_Required tasks_.
a – In the Brexit guide, copy the part that begins with the words "This brief guide" and ends after "Withdrawal Agreement provide?", swapping "businesses" for "companies".
b – Write the next part of the Brexit guide, picking up after its last sentence.

_Document_.
This brief guide explains what the UK Parliament has just approved and what this means for businesses.

  1. What has happened
  2. What does this mean?
  3. What does the Withdrawal Agreement provide?
  4. What the Withdrawal Agreement fails to address
  5. The Political Declaration
  6. Conclusion

What has happened?

The European Union (Withdrawal Agreement) Bill 2019-20 was approved by the House of Commons on 9 January 2020 and by the House of Lords on 22 January 2020. The Bill became law when it was granted Royal Assent by the Queen on 23 January 2020. The Bill provides formal approval of the Withdrawal Agreement between the UK and the EU.

As a matter of formality, the European Parliament ratified the Withdrawal Agreement on 29 January 2020.

What does this mean?

The UK will now enter the so called ‘implementation’ or ‘transition’ period on the date on which it leaves the EU, being 11pm GMT on 31 January 2020.

The transition period is intended to allow the UK more time to negotiate the terms of its future relationship with the EU and enables businesses to prepare for the changes which they need to make post Brexit.

_Entries supplied_.

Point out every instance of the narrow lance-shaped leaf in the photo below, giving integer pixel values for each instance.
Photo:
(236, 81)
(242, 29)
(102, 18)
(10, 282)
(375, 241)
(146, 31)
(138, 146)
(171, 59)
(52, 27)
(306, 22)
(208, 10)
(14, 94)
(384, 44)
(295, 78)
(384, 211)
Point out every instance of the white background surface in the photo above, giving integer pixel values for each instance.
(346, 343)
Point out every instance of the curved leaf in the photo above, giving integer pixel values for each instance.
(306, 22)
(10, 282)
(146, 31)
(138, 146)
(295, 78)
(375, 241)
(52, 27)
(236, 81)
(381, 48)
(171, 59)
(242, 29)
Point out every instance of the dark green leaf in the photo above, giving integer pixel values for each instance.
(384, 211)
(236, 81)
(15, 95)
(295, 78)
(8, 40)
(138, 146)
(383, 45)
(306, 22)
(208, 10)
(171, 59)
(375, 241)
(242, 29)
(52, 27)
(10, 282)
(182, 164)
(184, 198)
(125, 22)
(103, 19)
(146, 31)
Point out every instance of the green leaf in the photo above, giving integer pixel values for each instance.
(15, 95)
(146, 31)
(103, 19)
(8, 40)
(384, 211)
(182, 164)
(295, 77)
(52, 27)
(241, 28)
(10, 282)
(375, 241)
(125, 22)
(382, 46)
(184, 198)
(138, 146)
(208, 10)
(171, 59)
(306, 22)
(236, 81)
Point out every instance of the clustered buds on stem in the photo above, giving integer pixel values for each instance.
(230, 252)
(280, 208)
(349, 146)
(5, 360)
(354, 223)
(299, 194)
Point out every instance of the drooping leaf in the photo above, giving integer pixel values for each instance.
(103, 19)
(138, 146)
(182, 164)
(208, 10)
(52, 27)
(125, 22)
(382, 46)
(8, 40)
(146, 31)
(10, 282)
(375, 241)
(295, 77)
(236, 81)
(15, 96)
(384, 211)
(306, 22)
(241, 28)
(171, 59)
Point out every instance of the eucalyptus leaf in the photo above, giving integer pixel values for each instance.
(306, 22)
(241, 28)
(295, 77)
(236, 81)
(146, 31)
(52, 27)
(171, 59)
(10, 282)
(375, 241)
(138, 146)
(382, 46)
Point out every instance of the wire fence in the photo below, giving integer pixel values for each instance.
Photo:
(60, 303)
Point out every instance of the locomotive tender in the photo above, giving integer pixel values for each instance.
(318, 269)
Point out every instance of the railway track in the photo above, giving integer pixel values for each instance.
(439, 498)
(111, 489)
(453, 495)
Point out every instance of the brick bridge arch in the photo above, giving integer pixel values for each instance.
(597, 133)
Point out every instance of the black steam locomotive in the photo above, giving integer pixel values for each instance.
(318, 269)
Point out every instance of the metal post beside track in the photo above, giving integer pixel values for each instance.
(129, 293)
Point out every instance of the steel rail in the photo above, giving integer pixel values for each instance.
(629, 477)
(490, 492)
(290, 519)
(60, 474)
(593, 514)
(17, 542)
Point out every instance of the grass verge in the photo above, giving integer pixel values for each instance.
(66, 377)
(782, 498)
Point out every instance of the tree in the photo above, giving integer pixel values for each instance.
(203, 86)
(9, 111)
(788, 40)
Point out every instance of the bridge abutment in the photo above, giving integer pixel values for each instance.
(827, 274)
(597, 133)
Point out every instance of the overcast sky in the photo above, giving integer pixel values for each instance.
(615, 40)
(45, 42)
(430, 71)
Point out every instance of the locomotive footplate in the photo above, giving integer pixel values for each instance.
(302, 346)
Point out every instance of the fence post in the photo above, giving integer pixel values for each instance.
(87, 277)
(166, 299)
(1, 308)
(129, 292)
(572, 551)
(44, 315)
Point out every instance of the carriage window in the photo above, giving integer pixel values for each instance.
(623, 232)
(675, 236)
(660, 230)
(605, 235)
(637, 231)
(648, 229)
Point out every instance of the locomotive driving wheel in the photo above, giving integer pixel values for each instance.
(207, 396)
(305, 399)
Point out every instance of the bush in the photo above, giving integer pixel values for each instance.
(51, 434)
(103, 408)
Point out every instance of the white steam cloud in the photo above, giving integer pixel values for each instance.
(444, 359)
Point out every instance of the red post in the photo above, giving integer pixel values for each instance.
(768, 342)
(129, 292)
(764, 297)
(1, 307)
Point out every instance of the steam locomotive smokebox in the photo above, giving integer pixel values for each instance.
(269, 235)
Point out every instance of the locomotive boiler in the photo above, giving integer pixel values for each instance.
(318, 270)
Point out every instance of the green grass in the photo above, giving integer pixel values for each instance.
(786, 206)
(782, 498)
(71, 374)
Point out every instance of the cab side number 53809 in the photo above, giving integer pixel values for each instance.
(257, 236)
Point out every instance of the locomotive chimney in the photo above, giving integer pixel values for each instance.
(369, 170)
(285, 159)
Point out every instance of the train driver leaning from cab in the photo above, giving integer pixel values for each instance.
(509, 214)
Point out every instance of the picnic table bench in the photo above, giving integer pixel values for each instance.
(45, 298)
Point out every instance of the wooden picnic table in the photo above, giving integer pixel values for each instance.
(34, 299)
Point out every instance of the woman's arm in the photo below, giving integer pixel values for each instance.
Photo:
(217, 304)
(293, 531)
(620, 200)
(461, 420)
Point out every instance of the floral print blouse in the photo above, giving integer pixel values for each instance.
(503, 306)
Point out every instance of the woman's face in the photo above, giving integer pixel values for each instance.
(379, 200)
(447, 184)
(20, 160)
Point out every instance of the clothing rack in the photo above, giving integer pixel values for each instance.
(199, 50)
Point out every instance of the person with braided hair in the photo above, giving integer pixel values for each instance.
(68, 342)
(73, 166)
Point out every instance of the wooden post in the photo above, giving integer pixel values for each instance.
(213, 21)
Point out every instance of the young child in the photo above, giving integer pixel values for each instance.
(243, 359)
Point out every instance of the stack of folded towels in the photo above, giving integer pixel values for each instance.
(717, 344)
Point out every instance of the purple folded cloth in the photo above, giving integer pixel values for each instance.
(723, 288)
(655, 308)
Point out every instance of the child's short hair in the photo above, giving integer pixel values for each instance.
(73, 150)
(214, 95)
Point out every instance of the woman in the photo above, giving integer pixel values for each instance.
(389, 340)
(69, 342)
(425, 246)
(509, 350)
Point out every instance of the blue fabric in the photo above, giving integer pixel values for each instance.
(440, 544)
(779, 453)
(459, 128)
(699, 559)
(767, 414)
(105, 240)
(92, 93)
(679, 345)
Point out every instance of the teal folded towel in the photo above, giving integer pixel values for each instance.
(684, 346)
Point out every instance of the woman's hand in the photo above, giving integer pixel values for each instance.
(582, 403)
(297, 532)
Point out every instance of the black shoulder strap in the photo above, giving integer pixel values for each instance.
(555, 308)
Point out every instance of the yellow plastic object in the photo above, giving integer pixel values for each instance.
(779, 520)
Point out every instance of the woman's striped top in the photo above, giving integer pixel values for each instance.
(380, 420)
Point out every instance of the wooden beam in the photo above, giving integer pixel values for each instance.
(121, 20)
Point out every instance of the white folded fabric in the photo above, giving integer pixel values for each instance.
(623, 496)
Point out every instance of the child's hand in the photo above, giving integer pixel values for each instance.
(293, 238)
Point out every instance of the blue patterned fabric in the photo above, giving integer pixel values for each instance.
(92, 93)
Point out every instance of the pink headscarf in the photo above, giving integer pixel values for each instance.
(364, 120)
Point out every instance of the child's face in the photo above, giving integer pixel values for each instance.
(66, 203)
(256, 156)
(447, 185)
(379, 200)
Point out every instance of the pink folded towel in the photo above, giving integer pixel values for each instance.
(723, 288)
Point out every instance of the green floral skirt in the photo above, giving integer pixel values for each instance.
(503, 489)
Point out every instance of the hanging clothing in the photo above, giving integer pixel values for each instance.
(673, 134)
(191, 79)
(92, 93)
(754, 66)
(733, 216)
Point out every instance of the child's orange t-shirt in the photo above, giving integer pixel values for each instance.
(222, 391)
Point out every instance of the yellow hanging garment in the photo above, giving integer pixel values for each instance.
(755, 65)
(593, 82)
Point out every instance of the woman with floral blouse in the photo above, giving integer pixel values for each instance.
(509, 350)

_Results of the exercise_.
a –
This brief guide explains what the UK Parliament has just approved and what this means for companies.

  1. What has happened
  2. What does this mean?
  3. What does the Withdrawal Agreement provide?

b –
The transition period is expected to end on 31 December 2020. There is a possibility to extend the transition period for up to a further two years, but this is unlikely to be a viable option given the UK political optics of another delay. At the present time if there is to be an extension this must be requested by the UK by 30 June 2020.  

What does the Withdrawal Agreement provide?

The Withdrawal Agreement provides a basic framework for the UK’s exit from the EU. Its main provisions cover the transition period, financial settlement and citizen’s rights.

So what happens now is:

  1. With effect from 31 January 2020, the UK ceases to be an EU member state.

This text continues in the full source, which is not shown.